[Supplied entries start]

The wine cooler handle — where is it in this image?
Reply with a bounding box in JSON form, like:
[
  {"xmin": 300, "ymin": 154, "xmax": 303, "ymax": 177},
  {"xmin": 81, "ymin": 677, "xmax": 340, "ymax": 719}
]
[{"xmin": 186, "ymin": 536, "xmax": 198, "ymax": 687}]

[Supplied entries end]

*Objective*.
Reproduce the records above in full, swapping "wine cooler" for "beverage refrigerator" and leaving every other word and character as it stands.

*Full solution*.
The beverage refrigerator handle — where is it in this image?
Reply with a bounding box in JSON form, like:
[
  {"xmin": 300, "ymin": 154, "xmax": 303, "ymax": 177},
  {"xmin": 81, "ymin": 677, "xmax": 340, "ymax": 719}
]
[{"xmin": 186, "ymin": 536, "xmax": 198, "ymax": 687}]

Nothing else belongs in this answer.